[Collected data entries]
========================================================================

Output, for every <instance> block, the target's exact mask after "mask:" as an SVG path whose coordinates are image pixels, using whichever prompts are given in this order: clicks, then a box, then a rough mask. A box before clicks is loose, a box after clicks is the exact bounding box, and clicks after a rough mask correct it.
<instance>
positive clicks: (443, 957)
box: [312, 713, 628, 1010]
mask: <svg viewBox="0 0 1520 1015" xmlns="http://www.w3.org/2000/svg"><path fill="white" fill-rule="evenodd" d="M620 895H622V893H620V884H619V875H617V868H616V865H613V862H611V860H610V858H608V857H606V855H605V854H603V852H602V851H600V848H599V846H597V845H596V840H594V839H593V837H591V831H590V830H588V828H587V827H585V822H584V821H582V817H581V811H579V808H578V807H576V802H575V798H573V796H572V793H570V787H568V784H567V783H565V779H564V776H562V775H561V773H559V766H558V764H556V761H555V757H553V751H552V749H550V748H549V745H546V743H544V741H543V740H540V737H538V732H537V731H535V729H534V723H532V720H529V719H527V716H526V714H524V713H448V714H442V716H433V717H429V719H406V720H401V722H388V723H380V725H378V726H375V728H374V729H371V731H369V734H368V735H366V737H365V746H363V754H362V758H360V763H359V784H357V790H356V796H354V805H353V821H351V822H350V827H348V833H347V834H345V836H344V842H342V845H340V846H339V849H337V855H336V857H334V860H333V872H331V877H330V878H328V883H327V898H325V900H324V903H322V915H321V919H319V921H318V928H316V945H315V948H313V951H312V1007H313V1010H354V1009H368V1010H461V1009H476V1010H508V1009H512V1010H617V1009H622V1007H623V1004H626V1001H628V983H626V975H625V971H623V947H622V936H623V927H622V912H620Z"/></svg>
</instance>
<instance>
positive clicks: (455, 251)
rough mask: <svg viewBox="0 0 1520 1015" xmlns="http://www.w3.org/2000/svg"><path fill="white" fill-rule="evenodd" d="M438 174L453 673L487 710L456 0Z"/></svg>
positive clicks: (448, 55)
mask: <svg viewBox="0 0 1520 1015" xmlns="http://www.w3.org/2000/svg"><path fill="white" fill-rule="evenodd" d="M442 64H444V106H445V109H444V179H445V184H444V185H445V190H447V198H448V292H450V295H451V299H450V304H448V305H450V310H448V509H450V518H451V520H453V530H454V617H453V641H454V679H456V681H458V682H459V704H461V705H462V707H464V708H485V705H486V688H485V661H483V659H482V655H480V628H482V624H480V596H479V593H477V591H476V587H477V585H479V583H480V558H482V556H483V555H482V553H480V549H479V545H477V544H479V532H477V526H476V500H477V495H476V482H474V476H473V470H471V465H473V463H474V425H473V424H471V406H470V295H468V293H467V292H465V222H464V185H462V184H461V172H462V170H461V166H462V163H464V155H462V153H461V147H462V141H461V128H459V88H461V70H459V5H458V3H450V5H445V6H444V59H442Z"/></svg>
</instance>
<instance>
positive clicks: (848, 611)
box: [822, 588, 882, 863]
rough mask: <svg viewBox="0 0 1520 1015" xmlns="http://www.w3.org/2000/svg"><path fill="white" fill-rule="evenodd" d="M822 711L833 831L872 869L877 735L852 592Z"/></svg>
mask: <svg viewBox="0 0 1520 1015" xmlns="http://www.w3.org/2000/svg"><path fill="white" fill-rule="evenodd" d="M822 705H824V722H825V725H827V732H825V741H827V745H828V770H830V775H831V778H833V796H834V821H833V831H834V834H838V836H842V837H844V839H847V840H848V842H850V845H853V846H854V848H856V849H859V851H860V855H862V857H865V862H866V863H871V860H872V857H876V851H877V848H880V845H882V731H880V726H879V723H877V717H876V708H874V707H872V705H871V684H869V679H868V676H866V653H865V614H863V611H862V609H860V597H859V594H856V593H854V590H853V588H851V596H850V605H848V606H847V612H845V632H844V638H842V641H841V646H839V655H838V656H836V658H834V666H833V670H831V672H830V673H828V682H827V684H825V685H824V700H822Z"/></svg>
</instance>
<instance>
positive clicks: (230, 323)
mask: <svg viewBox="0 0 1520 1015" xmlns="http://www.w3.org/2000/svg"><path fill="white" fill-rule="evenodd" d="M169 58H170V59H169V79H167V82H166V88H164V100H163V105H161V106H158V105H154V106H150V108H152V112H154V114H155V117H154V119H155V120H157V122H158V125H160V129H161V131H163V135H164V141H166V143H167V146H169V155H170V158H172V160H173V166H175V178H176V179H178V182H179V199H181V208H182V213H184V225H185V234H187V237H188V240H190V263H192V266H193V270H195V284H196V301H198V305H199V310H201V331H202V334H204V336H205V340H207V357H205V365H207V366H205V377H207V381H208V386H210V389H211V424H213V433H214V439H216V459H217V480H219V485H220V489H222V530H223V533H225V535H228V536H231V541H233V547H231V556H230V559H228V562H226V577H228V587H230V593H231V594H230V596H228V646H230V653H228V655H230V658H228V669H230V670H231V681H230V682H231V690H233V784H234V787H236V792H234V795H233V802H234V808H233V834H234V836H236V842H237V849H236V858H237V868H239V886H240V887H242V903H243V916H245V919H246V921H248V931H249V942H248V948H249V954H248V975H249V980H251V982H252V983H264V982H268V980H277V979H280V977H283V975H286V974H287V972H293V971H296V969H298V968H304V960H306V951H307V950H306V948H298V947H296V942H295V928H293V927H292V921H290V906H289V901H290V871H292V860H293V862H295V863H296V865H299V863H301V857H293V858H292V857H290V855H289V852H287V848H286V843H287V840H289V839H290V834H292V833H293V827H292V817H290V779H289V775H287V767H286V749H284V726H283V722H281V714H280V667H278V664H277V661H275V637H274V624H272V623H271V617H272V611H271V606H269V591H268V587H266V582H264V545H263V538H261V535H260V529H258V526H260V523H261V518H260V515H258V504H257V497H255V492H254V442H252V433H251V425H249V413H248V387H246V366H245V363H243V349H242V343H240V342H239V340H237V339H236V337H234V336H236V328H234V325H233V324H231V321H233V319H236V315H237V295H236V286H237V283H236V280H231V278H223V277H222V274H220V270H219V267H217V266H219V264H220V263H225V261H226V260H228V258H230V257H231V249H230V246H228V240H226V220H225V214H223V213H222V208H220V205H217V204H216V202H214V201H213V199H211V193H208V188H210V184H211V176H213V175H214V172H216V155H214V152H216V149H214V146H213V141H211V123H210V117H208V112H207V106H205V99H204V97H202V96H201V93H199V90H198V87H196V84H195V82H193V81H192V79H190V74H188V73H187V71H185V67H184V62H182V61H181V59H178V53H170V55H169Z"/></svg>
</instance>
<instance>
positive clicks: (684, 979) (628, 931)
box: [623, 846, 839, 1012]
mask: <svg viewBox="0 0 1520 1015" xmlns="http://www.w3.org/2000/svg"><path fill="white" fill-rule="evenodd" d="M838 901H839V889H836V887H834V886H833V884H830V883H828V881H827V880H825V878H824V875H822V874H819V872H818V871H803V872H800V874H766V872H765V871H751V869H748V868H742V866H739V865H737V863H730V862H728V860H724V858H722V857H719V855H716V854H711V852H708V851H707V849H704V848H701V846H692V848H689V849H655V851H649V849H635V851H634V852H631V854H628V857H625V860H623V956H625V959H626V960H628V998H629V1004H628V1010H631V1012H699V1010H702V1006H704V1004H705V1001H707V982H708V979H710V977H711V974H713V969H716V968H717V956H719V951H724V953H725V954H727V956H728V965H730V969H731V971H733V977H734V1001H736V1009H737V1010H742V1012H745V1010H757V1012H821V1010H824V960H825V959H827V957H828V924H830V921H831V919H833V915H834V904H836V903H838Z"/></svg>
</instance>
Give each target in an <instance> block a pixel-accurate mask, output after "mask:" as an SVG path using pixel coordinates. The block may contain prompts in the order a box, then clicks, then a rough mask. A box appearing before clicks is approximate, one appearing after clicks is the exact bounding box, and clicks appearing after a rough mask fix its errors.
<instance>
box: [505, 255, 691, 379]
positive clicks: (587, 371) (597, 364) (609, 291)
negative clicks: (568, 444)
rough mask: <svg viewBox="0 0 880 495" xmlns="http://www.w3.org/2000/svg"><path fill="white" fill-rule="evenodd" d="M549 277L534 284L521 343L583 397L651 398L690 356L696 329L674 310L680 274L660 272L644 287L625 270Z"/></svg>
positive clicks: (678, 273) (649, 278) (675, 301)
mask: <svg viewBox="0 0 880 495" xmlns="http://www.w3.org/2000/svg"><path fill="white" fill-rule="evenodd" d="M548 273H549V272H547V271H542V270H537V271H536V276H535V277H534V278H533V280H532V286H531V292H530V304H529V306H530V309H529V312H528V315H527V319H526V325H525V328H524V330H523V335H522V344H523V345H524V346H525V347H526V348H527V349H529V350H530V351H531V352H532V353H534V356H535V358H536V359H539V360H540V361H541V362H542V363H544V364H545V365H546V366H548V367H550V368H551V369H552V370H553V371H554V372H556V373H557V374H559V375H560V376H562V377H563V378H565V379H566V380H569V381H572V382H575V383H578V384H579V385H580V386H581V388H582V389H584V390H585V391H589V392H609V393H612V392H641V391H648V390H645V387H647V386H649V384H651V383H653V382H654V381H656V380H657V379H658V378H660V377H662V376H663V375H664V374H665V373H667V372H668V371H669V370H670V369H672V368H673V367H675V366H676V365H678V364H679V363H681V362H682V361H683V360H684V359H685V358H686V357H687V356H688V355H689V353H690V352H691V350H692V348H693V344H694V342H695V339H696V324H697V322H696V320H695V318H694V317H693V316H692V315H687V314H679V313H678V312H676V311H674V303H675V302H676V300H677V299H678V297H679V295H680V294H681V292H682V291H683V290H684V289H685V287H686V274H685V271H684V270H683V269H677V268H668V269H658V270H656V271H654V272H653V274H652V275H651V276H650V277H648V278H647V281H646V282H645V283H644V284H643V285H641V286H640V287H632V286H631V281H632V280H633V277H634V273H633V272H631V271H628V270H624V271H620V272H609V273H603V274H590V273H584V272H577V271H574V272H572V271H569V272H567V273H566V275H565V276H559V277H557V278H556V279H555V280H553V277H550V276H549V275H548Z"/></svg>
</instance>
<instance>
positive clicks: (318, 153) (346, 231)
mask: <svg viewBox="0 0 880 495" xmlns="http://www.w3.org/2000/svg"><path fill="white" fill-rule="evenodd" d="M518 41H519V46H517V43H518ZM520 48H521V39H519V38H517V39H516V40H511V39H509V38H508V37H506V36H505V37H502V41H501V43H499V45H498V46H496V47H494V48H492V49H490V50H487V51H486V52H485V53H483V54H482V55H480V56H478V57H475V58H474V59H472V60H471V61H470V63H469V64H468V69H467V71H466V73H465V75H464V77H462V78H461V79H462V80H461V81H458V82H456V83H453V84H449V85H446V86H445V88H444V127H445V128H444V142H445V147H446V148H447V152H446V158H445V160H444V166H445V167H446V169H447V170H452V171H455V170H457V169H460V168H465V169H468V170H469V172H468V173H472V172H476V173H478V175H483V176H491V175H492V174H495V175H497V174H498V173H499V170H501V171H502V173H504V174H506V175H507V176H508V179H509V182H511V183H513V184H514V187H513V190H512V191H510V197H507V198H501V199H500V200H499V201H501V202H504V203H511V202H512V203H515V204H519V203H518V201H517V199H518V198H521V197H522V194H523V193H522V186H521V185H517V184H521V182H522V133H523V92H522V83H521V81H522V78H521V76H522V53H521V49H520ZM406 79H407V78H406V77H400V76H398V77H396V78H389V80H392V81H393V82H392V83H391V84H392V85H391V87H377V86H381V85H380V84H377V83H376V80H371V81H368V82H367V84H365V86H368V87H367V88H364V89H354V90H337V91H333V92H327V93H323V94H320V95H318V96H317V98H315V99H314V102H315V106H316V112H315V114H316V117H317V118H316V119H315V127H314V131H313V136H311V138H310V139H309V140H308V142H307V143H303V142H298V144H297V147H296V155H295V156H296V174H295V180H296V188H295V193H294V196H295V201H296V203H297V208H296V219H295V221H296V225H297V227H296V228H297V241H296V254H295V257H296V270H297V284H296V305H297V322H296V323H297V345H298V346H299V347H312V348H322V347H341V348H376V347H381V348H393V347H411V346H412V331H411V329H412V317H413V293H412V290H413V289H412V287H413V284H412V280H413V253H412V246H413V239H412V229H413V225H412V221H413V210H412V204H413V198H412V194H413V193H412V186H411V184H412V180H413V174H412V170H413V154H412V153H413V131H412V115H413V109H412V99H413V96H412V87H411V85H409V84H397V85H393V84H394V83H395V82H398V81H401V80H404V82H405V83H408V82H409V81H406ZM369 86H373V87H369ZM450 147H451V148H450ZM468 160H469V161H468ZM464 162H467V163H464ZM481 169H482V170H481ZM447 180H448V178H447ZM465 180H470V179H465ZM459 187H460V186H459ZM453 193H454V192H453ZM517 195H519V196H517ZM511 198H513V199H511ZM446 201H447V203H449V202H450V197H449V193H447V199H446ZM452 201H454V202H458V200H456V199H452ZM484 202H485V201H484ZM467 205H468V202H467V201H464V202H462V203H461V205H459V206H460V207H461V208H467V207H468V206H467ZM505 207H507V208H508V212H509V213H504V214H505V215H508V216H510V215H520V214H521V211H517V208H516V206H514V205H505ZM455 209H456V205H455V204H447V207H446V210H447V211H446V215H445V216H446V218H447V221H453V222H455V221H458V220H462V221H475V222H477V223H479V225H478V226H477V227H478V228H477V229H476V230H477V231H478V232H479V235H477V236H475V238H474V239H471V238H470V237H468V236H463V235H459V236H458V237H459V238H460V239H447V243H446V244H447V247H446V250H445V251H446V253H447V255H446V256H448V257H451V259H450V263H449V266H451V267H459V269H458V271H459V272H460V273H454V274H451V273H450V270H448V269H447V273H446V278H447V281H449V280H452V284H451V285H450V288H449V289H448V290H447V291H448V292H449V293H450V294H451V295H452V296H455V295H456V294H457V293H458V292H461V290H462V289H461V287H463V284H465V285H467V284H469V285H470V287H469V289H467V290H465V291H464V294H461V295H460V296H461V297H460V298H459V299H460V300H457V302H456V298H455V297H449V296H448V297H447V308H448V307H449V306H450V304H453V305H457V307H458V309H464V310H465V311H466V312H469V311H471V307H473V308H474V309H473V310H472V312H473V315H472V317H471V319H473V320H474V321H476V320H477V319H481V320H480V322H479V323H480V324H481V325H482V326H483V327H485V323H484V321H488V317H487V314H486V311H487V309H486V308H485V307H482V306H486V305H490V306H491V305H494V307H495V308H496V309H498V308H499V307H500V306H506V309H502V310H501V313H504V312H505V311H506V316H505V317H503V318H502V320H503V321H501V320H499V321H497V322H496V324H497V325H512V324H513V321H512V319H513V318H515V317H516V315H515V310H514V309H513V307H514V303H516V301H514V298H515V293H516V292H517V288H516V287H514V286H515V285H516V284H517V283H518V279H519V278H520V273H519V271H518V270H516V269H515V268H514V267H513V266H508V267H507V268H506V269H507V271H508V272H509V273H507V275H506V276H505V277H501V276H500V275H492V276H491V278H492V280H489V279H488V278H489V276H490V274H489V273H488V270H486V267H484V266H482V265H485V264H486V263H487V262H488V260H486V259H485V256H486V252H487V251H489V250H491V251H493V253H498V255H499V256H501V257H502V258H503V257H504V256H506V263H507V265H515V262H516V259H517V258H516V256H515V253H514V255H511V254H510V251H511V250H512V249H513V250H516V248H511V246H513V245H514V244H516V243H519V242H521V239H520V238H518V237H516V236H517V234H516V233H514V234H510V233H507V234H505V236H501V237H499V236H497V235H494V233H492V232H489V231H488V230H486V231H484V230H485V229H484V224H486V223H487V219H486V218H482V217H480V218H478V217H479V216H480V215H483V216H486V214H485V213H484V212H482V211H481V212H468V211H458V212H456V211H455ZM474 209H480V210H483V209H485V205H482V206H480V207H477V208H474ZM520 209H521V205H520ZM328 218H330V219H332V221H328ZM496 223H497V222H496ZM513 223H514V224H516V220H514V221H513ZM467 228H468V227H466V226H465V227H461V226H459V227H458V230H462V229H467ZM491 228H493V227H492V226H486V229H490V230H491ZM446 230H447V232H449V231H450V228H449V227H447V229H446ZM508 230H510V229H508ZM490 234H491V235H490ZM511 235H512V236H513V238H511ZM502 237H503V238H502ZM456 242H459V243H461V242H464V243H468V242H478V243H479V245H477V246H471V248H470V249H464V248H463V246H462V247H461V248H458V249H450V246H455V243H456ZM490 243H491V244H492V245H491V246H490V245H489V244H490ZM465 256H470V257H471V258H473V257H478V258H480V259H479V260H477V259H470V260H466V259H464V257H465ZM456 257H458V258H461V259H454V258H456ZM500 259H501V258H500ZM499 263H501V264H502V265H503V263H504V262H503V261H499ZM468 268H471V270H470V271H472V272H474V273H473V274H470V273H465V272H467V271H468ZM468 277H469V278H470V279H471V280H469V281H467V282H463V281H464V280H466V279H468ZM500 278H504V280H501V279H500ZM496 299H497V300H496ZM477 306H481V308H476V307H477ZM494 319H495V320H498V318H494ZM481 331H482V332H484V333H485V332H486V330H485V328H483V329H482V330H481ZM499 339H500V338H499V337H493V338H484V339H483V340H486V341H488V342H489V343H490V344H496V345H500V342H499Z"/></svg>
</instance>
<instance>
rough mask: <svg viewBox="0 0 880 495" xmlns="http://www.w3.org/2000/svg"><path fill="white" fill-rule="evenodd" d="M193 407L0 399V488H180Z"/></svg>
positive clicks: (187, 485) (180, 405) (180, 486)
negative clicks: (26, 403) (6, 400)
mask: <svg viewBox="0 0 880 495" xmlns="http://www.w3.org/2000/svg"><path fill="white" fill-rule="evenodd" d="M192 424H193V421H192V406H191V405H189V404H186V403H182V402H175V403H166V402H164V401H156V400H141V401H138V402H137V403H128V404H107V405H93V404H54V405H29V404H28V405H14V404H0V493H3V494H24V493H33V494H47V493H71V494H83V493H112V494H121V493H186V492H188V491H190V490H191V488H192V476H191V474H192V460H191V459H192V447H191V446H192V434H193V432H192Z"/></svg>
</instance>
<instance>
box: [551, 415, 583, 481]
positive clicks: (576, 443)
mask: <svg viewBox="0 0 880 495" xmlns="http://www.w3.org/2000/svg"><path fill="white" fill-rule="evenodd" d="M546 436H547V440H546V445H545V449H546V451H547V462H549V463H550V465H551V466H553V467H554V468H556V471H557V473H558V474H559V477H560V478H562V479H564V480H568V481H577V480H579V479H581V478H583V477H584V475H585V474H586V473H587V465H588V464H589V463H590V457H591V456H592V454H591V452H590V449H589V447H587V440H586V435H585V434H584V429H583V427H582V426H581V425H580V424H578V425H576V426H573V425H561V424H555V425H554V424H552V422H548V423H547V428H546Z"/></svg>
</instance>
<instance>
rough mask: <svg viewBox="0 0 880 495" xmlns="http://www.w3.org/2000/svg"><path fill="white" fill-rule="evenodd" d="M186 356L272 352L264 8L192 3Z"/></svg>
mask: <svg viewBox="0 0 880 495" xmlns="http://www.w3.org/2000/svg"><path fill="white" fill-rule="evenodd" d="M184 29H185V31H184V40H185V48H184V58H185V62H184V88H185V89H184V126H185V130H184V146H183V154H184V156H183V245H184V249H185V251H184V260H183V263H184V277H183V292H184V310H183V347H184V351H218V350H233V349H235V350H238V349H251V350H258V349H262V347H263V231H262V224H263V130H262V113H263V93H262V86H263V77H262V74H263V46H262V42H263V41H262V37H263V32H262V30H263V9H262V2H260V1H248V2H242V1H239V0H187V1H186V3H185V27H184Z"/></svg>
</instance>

========================================================================

Work required
Replace "positive clicks" with "foreground clicks" in the material from its first line through the line containing "box: [312, 713, 628, 1010]", and give those lines back with nothing else changed.

Output of the exercise
Output, for every <instance> block, the target's exact mask after "mask:" as an SVG path whose coordinates are image pixels, using whichever prompts are given in this order: clicks, then a box, then a rough mask. A box before clicks is loose, a box after clicks is the exact bounding box, and clicks after a rough mask correct it.
<instance>
foreground clicks: (443, 957)
box: [312, 713, 628, 1010]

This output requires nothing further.